YOUR GOAL ▸ Count how many of the lines below contain the string "wall", with case counting, and reply with that number alone.

EXTRACTED RECORDS ▸
↓
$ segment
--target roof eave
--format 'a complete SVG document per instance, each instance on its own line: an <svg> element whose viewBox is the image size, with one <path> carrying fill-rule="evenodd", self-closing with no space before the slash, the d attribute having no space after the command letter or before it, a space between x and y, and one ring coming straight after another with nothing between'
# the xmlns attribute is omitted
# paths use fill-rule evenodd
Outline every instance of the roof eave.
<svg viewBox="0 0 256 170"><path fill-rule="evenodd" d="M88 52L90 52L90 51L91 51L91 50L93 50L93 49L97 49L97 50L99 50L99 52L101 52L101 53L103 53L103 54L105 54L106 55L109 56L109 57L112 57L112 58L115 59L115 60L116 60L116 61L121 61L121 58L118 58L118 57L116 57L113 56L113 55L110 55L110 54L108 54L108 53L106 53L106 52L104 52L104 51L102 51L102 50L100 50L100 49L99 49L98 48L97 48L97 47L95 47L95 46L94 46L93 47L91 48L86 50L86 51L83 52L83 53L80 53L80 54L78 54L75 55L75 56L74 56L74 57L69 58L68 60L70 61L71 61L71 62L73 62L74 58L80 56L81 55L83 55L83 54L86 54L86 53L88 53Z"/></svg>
↑
↓
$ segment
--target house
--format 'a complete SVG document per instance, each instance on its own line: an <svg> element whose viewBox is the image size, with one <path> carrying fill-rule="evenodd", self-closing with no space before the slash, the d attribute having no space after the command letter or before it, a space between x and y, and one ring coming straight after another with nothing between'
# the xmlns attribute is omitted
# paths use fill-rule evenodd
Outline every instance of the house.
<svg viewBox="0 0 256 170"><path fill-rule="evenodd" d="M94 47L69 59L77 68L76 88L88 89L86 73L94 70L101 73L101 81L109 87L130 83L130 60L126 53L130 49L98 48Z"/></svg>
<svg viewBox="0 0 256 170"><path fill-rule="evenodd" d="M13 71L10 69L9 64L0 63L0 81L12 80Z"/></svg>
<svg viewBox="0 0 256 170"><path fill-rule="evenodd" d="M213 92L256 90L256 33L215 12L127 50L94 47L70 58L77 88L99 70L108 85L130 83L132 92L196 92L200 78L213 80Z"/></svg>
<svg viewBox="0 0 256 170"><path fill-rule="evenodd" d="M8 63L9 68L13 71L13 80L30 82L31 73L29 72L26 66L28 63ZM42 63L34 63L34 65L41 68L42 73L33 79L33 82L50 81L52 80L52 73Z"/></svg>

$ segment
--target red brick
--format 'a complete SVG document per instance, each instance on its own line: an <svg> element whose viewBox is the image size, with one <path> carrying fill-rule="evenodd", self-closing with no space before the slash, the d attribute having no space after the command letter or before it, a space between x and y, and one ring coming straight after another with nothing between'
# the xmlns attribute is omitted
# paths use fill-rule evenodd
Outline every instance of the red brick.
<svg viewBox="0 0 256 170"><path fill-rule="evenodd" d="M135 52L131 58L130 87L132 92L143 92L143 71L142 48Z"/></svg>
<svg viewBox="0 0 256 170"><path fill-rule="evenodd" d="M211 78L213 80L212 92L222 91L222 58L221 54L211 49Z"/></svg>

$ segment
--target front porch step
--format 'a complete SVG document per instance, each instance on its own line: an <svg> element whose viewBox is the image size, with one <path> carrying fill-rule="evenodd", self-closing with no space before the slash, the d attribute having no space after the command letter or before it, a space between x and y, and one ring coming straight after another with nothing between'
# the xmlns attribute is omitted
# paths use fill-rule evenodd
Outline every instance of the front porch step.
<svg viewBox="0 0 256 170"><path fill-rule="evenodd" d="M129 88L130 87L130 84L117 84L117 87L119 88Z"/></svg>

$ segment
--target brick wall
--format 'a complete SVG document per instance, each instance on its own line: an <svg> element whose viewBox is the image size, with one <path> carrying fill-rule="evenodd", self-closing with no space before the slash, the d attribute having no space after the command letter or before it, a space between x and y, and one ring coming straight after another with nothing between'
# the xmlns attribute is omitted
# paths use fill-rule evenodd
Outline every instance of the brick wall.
↑
WRITTEN RESPONSE ▸ 2